-------- 文書本文

更新日: 2023.03.08 確定申告

源泉徴収ありの特定口座で所得税の確定申告を行った場合の住民税について

源泉徴収ありの特定口座で所得税の確定申告を行った場合の住民税について
源泉徴収ありの特定口座では、原則として確定申告が不要になります。しかし、あえて所得税の確定申告をすることで得ることができるメリットがあります。そして、そのメリットは住民税も同じです。詳しく解説します。
大泉稔

執筆者:大泉稔(おおいずみ みのる)

株式会社fpANSWER代表取締役

専門学校東京スクールオブビジネス非常勤講師
明星大学卒業、放送大学大学院在学。
刑務所職員、電鉄系タクシー会社事故係、社会保険庁ねんきん電話相談員、独立系FP会社役員、保険代理店役員を経て現在に至っています。講師や執筆者として広く情報発信する機会もありますが、最近では個別にご相談を頂く機会が増えてきました。ご相談を頂く属性と内容は、65歳以上のリタイアメント層と30〜50歳代の独身女性からは、生命保険や投資、それに不動産。また20〜30歳代の若年経営者からは、生命保険や損害保険、それにリーガル関連。趣味はスポーツジム、箱根の温泉巡り、そして株式投資。最近はアメリカ株にはまっています。

----------------

◆ 練習問題:
a. 特定口座と住民税の記事のうち、「執筆者:大泉稔(おおいずみ みのる)」から「アメリカ株にはまっています。」までの部分を、「スポーツジム」を「ヨガ教室」に置き換えて書き直してください。
b. 特定口座と住民税の記事に基づき、次の問いに答えてください。
(i) 源泉徴収ありの特定口座では、原則として確定申告はどうなるとされていますか。
(ii) 執筆者が代表取締役を務めている会社の名称は何ですか。
(iii) 執筆者が最近はまっているものは何ですか。
一覧は参照する必要がありません。

-------- 提供データ

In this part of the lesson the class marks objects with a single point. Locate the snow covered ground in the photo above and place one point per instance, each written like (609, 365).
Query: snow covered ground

----------------

◆ 想定解答:
a.
執筆者:大泉稔(おおいずみ みのる)

株式会社fpANSWER代表取締役

専門学校東京スクールオブビジネス非常勤講師
明星大学卒業、放送大学大学院在学。
刑務所職員、電鉄系タクシー会社事故係、社会保険庁ねんきん電話相談員、独立系FP会社役員、保険代理店役員を経て現在に至っています。講師や執筆者として広く情報発信する機会もありますが、最近では個別にご相談を頂く機会が増えてきました。ご相談を頂く属性と内容は、65歳以上のリタイアメント層と30〜50歳代の独身女性からは、生命保険や投資、それに不動産。また20〜30歳代の若年経営者からは、生命保険や損害保険、それにリーガル関連。趣味はヨガ教室、箱根の温泉巡り、そして株式投資。最近はアメリカ株にはまっています。

b.
(i) 原則として不要になります。
(ii) 株式会社fpANSWERです。
(iii) アメリカ株です。